Exercise requirements:
[a] Answer these questions using the letter to the editor below about Berne's town government:
(i) On what day was the Berne reorganizational meeting held?
(ii) For about how many years did the writer serve on Berne's planning board?
(iii) Which four backgrounds are named as examples of the planning board's varied members?
[b] Repeat the part of the letter to the editor below that runs between "When I read" and "engineer, for example.", inclusive.

Let’s all keep an eye on what happens next

To the Editor:

When I read the online coverage of the Berne reorganizational meeting on January first [“New Berne board makes sweeping changes”], I was horrified, yes horrified, at the direction the new board is taking our town government.

Let me focus on the Berne Planning Board, as this is one area I can speak to with some authority. I served on Berne’s planning board for approximately 28 years, and was chairman for several years. I ultimately resigned at the end of my term, because of travel and other interests.

During that time, I served under several supervisors and many planning board members, some who later were elected to the town council.

It truly was a “citizen” board, with varied backgrounds and skills: Dentist, beekeeper, pharmacist, engineer, for example.

From my perspective, it was an honor to be nominated, and a responsibility I took very seriously. There was a lot to learn, and the board members shared their experience and I gained confidence in application of the town codes and precedents from prior applications and decisions. Formal training by the New York State Department of State, and the Association of Towns of the State of New York was essential, long before it was made a requirement.

Data records:
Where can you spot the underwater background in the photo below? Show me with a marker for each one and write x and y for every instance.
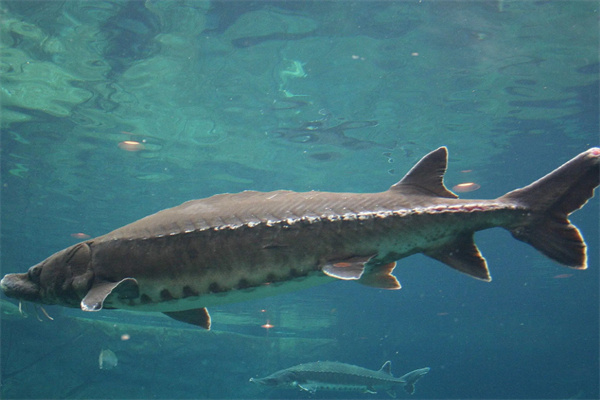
(113, 110)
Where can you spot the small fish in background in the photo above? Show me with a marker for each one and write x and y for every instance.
(107, 360)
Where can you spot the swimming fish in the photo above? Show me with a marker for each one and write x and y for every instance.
(329, 375)
(234, 247)
(107, 359)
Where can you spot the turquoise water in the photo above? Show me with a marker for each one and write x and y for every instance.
(325, 95)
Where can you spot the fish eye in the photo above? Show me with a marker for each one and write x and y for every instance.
(34, 273)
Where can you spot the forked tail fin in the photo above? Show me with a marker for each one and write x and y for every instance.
(551, 199)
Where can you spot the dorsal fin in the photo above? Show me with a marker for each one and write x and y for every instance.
(386, 367)
(427, 176)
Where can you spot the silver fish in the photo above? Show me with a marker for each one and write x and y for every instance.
(107, 359)
(234, 247)
(328, 375)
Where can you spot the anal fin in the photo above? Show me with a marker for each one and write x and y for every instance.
(380, 276)
(199, 317)
(463, 255)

Answers for this exercise:
[a]
(i) January first.
(ii) Approximately 28 years.
(iii) Dentist, beekeeper, pharmacist and engineer.

[b]
When I read the online coverage of the Berne reorganizational meeting on January first [“New Berne board makes sweeping changes”], I was horrified, yes horrified, at the direction the new board is taking our town government.

Let me focus on the Berne Planning Board, as this is one area I can speak to with some authority. I served on Berne’s planning board for approximately 28 years, and was chairman for several years. I ultimately resigned at the end of my term, because of travel and other interests.

During that time, I served under several supervisors and many planning board members, some who later were elected to the town council.

It truly was a “citizen” board, with varied backgrounds and skills: Dentist, beekeeper, pharmacist, engineer, for example.